RECORDS FOR THE EXERCISE Start Marker
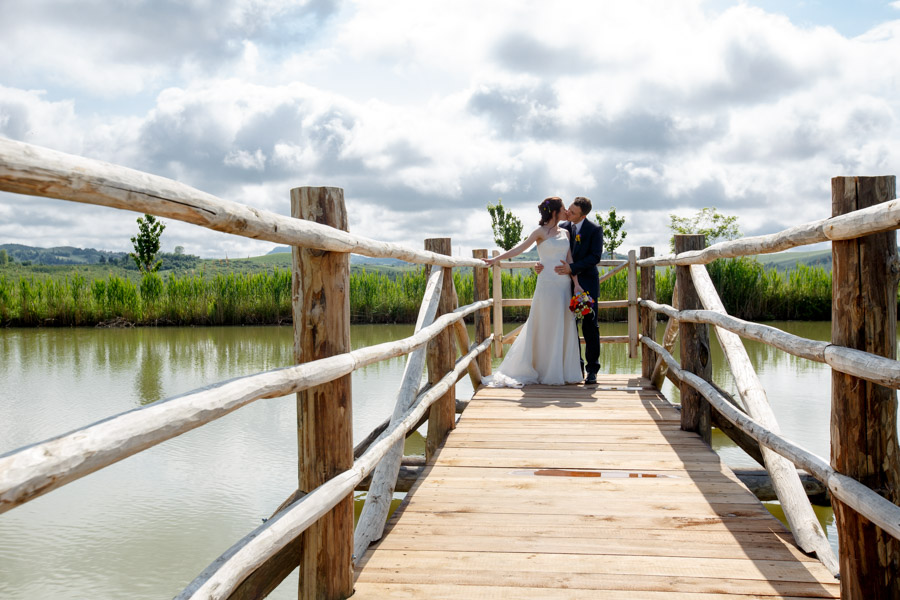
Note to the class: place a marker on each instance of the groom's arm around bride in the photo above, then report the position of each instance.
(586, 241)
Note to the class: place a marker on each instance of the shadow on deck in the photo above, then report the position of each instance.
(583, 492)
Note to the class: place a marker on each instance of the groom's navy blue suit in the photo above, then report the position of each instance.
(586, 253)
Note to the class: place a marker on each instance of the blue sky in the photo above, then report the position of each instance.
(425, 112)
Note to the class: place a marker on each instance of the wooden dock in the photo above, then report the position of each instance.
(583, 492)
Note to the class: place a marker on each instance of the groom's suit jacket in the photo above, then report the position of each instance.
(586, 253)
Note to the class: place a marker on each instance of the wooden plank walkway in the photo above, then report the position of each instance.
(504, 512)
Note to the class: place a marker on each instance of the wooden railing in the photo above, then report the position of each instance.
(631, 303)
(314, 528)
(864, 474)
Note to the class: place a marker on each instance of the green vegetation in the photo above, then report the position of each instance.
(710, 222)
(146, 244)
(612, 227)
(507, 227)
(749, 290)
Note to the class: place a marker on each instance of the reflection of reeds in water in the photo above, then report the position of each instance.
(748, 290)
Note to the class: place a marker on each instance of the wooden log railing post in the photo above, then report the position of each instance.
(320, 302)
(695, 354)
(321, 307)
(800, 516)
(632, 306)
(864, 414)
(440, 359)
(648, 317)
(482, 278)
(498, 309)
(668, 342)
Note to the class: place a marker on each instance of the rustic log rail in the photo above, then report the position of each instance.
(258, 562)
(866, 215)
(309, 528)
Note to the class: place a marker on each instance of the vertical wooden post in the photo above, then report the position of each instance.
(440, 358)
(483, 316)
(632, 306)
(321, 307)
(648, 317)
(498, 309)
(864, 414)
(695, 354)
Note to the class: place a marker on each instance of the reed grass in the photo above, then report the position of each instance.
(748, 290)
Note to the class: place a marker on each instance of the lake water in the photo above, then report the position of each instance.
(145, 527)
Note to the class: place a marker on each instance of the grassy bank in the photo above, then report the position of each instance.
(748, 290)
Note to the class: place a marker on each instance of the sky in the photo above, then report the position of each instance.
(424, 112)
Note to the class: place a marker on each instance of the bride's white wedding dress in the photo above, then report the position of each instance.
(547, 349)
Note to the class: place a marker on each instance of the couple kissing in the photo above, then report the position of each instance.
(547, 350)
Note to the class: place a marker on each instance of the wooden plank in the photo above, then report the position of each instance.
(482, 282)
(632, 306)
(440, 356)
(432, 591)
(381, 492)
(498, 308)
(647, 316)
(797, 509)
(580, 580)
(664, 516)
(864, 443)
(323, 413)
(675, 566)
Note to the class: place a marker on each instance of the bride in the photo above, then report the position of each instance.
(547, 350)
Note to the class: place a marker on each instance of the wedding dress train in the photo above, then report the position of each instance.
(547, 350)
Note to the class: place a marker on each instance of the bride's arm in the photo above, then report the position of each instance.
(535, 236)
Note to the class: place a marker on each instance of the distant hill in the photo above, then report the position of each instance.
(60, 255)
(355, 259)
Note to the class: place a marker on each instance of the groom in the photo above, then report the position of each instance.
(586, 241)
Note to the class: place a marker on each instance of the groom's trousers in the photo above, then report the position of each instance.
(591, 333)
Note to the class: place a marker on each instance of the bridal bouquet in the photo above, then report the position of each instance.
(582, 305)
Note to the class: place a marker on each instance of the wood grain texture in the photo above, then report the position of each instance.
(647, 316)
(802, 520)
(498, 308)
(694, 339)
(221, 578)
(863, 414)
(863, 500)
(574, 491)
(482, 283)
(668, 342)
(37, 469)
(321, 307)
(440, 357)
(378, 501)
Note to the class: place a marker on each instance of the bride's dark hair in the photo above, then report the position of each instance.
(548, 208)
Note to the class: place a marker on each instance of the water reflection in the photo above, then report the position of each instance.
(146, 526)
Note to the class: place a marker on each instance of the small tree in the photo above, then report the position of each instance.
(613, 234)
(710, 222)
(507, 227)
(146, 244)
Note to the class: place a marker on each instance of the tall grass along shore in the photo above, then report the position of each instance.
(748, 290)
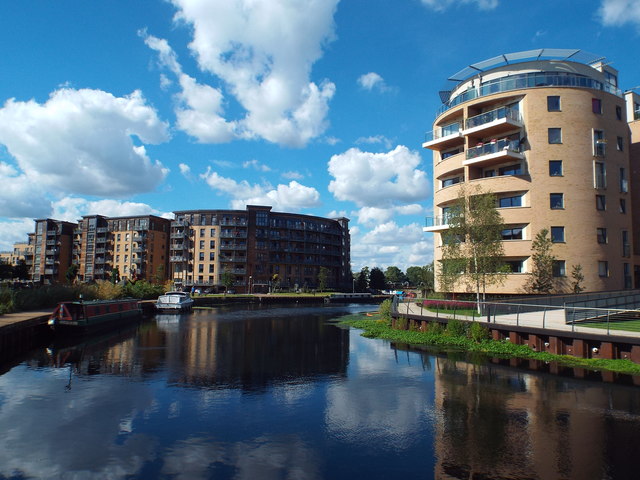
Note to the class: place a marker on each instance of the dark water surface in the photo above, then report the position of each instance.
RECORDS FOR THE EXERCISE End Marker
- [WHAT YOU WILL DO] Repeat the lines above exactly, and keep every picture out.

- [RESULT OF THE TASK]
Note to the class: place a marker on each instance of the groom's arm around bride in the photo above, then report the position of each instance.
(586, 241)
Note to the class: place a marker on each instance of the shadow on deck in the photo above, then report the position of each instance.
(583, 492)
Note to the class: place a marker on each instance of the groom's navy blue suit in the photo above, then report the position of each instance.
(586, 253)
Note to the class: place a marker on each instance of the blue sky in the photo above, then report the position of each instance.
(425, 112)
Note to the class: place a marker on each instance of the wooden dock in the photo above, then report the position of each instance.
(583, 492)
Note to the class: place a marker on each instance of the groom's suit jacket in the photo above, then report the position of each instance.
(586, 253)
Note to the class: place a marker on each instance of the wooden plank walkway in the photo above, then report the position of each instance.
(504, 512)
Note to the class: place a marker on each instance of the wooden railing in the photo above, then report the position of each instance.
(631, 303)
(314, 528)
(864, 474)
Note to the class: place a marker on each instance of the green vegetation in the photo above, then report the position of each instance.
(710, 222)
(146, 244)
(612, 227)
(507, 227)
(749, 290)
Note to the class: place a marker on each instance of the reflection of reeds in water in the photo above, then report the position of each instance.
(748, 290)
Note to the class: place a marker on each instance of the wooden log railing post in the photo above, then report the position of each instance.
(320, 302)
(695, 354)
(321, 307)
(800, 516)
(632, 306)
(864, 414)
(440, 359)
(648, 317)
(482, 278)
(498, 309)
(668, 342)
Note to the class: place a marker on each instance of the rustic log rail in the photo above, then report the position of each instance.
(258, 562)
(866, 215)
(309, 528)
Note to the class: place a marker on each instance of the vertical wooden post in the photo above, then report the position of each instance.
(440, 358)
(483, 316)
(632, 306)
(321, 307)
(648, 317)
(498, 309)
(864, 414)
(695, 354)
Note to the class: place a marker on each instance of the reed grass in the photo above, then report the position of each instance.
(748, 290)
Note to the class: place a marker on each instance of the lake water in the photo above, then report the position of each instance.
(145, 527)
Note to the class: place a marker on each instance of the grassy bank in the photo above, then report the position of each instance.
(748, 290)
Note to the class: place a marker on each instance of the sky in the photo above, then report the position of each instance.
(424, 112)
Note to the class: place a marker on each instance of the bride's white wedding dress in the photo above, then report the position of each instance.
(547, 349)
Note to the class: place a marker on each instance of the couple kissing in the photo above, then report the position of each instance.
(547, 350)
Note to the class: place a marker on each instance of the wooden plank in the photo above, then report the position of each instance.
(482, 282)
(632, 306)
(440, 356)
(432, 591)
(381, 492)
(498, 308)
(647, 316)
(797, 509)
(580, 580)
(664, 516)
(864, 443)
(323, 413)
(675, 566)
Note to the class: place a marker on each instance of the bride in the photo above, then report the position of each instance.
(547, 350)
Note to the class: place a marker on each instance of the wedding dress train in the photo above, then report the position of each instance.
(547, 350)
Note to the class: place a marker on each instance of the bride's arm in the photo above, then report the position of each instance.
(535, 236)
Note to the class: place a marker on each instance of the distant hill in the photo above, then report the position of each instance.
(60, 255)
(355, 259)
Note to the class: place a marker on each instance of the groom in the photo above, then report the position of each instance.
(586, 241)
Note to the class: place a marker on each instance of the groom's trousers in the photo above, then report the position of each instance.
(591, 333)
Note to the class: place a marker on each instance of the bridal bouquet in the photo above, then report the position of each instance.
(582, 305)
Note to the class: place a marker on each instance of the wood grain texture in the photo above, then report the position of each instance.
(647, 316)
(802, 520)
(498, 308)
(694, 339)
(221, 578)
(863, 414)
(863, 500)
(574, 491)
(482, 283)
(668, 342)
(37, 469)
(321, 307)
(440, 357)
(378, 501)
Note to the class: place a marker on each instance of the bride's dark hair in the photo above, then report the position of each instance.
(548, 208)
Note to the class: place a marker on each instance of the water reflection in the photo above, then report the position of each instance.
(146, 526)
Note to the class: place a marker on each instance of the small tree in the photo above, then report the position of each instance.
(613, 234)
(710, 222)
(507, 227)
(146, 244)
Note to the class: place a marker on each instance of the tall grass along shore in the photo above, then report the position of each instance.
(748, 290)
Note to the class: place a marker on each instance of the dark water surface in the photo above, then report the position of each instance.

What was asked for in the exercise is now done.